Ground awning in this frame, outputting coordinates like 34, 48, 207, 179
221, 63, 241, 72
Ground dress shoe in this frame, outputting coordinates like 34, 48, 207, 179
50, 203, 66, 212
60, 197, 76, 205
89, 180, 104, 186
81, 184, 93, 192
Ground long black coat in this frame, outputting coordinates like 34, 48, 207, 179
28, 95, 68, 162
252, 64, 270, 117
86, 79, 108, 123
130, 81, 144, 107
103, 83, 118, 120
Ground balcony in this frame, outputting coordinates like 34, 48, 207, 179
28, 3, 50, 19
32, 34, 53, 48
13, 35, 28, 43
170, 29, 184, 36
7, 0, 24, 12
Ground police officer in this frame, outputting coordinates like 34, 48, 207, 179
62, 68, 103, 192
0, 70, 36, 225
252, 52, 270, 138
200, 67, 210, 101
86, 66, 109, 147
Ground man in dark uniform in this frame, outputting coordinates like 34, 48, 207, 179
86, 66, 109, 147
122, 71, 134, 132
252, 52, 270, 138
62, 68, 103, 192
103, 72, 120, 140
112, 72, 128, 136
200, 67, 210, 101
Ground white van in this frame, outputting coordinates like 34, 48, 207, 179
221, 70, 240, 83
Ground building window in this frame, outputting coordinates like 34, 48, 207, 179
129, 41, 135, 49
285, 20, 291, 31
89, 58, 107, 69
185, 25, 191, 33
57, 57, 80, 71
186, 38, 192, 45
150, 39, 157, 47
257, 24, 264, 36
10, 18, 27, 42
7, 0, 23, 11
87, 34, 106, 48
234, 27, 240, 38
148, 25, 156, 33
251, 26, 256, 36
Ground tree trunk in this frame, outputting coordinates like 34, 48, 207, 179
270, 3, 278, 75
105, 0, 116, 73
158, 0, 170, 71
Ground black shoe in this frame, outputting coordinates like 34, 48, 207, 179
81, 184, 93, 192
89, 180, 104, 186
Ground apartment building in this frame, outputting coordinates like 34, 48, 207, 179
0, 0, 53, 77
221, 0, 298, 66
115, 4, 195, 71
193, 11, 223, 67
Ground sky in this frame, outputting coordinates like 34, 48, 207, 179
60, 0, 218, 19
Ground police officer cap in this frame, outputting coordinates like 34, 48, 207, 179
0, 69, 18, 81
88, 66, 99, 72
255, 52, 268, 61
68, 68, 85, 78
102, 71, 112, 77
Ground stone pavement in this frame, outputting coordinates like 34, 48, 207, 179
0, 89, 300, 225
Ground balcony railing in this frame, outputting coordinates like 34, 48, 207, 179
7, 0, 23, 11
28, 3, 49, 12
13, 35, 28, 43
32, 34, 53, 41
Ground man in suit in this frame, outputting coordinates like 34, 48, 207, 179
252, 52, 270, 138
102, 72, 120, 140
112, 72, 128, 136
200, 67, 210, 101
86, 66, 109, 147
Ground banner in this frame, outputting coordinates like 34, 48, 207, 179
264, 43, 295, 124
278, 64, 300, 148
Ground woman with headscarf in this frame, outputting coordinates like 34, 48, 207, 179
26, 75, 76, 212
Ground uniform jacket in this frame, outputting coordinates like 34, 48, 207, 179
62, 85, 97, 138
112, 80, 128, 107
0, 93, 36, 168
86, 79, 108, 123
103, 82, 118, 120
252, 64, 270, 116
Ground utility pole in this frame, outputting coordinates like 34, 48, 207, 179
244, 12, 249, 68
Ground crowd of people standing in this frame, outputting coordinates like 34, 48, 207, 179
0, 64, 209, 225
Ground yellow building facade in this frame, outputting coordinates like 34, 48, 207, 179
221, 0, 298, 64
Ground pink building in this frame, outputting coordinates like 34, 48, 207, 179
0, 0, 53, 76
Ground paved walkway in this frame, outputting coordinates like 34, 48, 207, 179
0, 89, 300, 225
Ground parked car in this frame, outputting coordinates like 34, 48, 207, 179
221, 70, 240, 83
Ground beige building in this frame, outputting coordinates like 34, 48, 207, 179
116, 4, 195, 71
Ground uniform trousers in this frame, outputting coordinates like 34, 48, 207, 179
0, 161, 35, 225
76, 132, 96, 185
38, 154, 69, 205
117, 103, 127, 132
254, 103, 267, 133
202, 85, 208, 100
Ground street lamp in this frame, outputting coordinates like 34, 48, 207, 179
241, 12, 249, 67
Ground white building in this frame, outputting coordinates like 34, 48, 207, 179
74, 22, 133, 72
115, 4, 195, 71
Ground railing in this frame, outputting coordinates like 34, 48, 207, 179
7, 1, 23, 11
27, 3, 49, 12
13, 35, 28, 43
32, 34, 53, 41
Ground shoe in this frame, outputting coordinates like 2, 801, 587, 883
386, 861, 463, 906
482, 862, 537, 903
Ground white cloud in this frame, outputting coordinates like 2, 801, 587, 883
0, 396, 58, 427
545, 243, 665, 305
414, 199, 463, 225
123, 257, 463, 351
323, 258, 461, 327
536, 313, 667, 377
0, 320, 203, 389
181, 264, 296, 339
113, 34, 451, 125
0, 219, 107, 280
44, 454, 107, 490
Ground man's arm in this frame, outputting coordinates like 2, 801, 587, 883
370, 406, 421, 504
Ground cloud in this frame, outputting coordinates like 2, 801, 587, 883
= = = = = = =
=== The task ===
Rewrite every item above, replacing "frame" with "image" and leaving everything else unchanged.

=== Result of the task ===
Ground awning in this image, outputting coordinates like 34, 48, 207, 179
221, 63, 241, 72
Ground dress shoe in this image, outputting coordinates like 34, 48, 207, 179
50, 203, 66, 212
60, 197, 76, 205
89, 180, 104, 186
81, 184, 93, 192
Ground long black coat in this image, outputting coordinates like 34, 48, 207, 179
28, 95, 68, 162
252, 64, 270, 117
86, 79, 108, 123
130, 81, 144, 107
103, 83, 118, 120
Ground balcony in this image, outputting coordinates like 34, 48, 207, 179
28, 3, 50, 19
32, 34, 53, 48
13, 35, 28, 43
170, 29, 184, 36
7, 0, 24, 12
Ground police officer in this image, outputting coordinates like 34, 48, 207, 179
62, 68, 103, 192
0, 70, 36, 225
252, 52, 270, 138
200, 67, 210, 101
86, 66, 109, 147
Ground man in dark uniform in this image, outputting coordinates like 34, 48, 207, 179
86, 66, 109, 147
122, 71, 134, 132
252, 52, 270, 138
62, 68, 103, 192
103, 72, 120, 140
112, 72, 128, 136
200, 67, 210, 101
Ground white van in this image, outputting coordinates like 34, 48, 207, 179
221, 70, 240, 83
Ground building window in this image, outputting coordinates like 34, 48, 207, 179
129, 41, 135, 49
285, 20, 291, 31
89, 58, 107, 69
185, 25, 191, 33
57, 57, 80, 71
186, 38, 192, 45
150, 39, 157, 47
257, 24, 264, 36
10, 18, 27, 42
7, 0, 23, 11
87, 34, 106, 48
234, 27, 240, 38
148, 25, 156, 33
251, 26, 256, 36
Ground tree trunk in this image, outputting coordinates like 34, 48, 207, 179
270, 3, 278, 75
105, 0, 116, 73
158, 0, 170, 71
Ground black shoe in this image, outputting coordinates like 34, 48, 207, 179
81, 184, 93, 192
89, 180, 104, 186
Ground apartment building in this image, outputting coordinates like 34, 48, 207, 179
0, 0, 53, 77
221, 0, 298, 66
115, 4, 195, 71
193, 11, 223, 67
Ground sky in this image, outputting coordinates like 34, 48, 207, 179
60, 0, 218, 19
Ground police officer cap in this image, outputting coordinates like 34, 48, 207, 179
0, 69, 18, 81
88, 66, 99, 72
255, 52, 268, 61
68, 68, 85, 78
102, 71, 112, 77
Ground stone pavement in this image, outputting coordinates like 34, 48, 207, 179
0, 89, 300, 225
Ground balcony railing in this image, outputting coordinates like 34, 48, 207, 179
7, 0, 23, 11
28, 3, 49, 12
13, 35, 28, 43
32, 34, 53, 41
Ground man in suit in this image, outputting coordinates like 34, 48, 207, 179
252, 52, 270, 138
102, 72, 120, 140
112, 72, 128, 136
200, 67, 210, 101
86, 66, 109, 147
Ground banner in this image, outputting coordinates like 34, 48, 207, 179
264, 43, 295, 124
278, 64, 300, 148
Ground woman with headscarf in this image, outputting coordinates like 34, 48, 207, 179
26, 75, 76, 212
Ground uniform jacket in this image, outputting coordinates like 34, 48, 207, 179
62, 85, 97, 138
112, 80, 128, 107
0, 93, 36, 168
86, 79, 108, 123
103, 82, 118, 120
252, 64, 270, 116
Ground utility pole in this image, outputting coordinates like 34, 48, 207, 179
244, 12, 249, 68
Ground crowd of people standing in this image, outputting coordinates like 34, 48, 207, 179
0, 64, 209, 225
Ground yellow building facade in this image, outputting coordinates like 34, 48, 207, 179
221, 0, 298, 64
Ground pink building in this image, outputting coordinates like 34, 48, 207, 179
0, 0, 53, 76
Ground paved walkway in this image, outputting coordinates like 34, 48, 207, 179
0, 89, 300, 225
Ground parked car in this image, outputting coordinates like 34, 48, 207, 179
221, 70, 240, 83
Ground beige building in this image, outputting coordinates like 34, 48, 207, 179
116, 4, 195, 71
Ground uniform trousers in this image, outputting coordinates like 34, 48, 207, 179
0, 161, 35, 225
76, 132, 96, 185
38, 154, 69, 205
117, 103, 127, 132
254, 103, 267, 133
202, 85, 208, 100
Ground street lamp in this image, outputting coordinates like 34, 48, 207, 179
241, 12, 249, 67
Ground white building in this image, outputting coordinates like 34, 48, 207, 179
74, 22, 133, 72
115, 4, 195, 71
Ground railing in this image, outputting coordinates like 34, 48, 207, 179
7, 1, 23, 11
27, 3, 49, 12
13, 35, 28, 43
32, 34, 53, 41
Ground shoe in this image, outputting coordinates like 2, 801, 587, 883
386, 861, 463, 906
482, 862, 537, 903
Ground white cloud in this image, outputting coordinates like 2, 801, 587, 883
0, 396, 58, 427
545, 243, 665, 305
414, 199, 463, 225
123, 257, 463, 351
323, 258, 461, 327
536, 313, 667, 377
0, 320, 203, 389
181, 264, 296, 339
113, 34, 451, 125
0, 219, 107, 280
44, 454, 107, 490
Ground man's arm in this image, outputting coordinates like 2, 801, 587, 883
370, 406, 421, 504
Ground cloud in this image, outputting coordinates like 2, 801, 587, 883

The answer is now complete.